Selected excerpt below:

Diversa and Celunol plan to combine into a new company that they say will be the first to offer an integrated technology package for producing the biofuel ethanol from cellulosic raw materials.

Diversa is a specialty enzymes company focused on enzyme cocktails capable of breaking down cellulose into sugars. Celunol boasts access to two key microorganisms that ferment such sugars into ethanol. One organism works on six-carbon sugars, while the other, covered under the U.S. Patent Office's 5 millionth patent (granted in 1991), ferments five-carbon sugars.

The deal calls for publicly traded Diversa to issue 15 million of its shares to Celunol's stockholders, which include venture capital firms Khosla Ventures, Rho Capital Partners, and Charles River Ventures. Diversa's stock traded at about $10 per share last week.

Carlos A. Riva, CEO of Celunol and CEO-to-be of the combined company, told stock analysts last week that the merger will create "the first company with end-to-end integrated capability to make cellulosic ethanol a commercial reality."

End of Selected excerpt.
Excerpted data below:

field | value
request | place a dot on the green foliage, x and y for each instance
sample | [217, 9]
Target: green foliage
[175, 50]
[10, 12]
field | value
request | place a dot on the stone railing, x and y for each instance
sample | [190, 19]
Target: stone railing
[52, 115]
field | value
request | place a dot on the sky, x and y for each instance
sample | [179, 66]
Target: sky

End of Excerpted data.

◆ **Exercise set**
A) Using the merger report, answer each question below.
(i) According to the merger report, what are Diversa's enzyme cocktails capable of doing?
(ii) How many of its shares will Diversa issue to Celunol's stockholders?
(iii) Who is the CEO of Celunol?
B) Return the passage of the merger report between "Diversa and Celunol" and "ferments five-carbon sugars.", inclusive.

◆ **Results for the exercise**
A)
(i) Breaking down cellulose into sugars
(ii) 15 million
(iii) Carlos A. Riva

B)
Diversa and Celunol plan to combine into a new company that they say will be the first to offer an integrated technology package for producing the biofuel ethanol from cellulosic raw materials.

Diversa is a specialty enzymes company focused on enzyme cocktails capable of breaking down cellulose into sugars. Celunol boasts access to two key microorganisms that ferment such sugars into ethanol. One organism works on six-carbon sugars, while the other, covered under the U.S. Patent Office's 5 millionth patent (granted in 1991), ferments five-carbon sugars.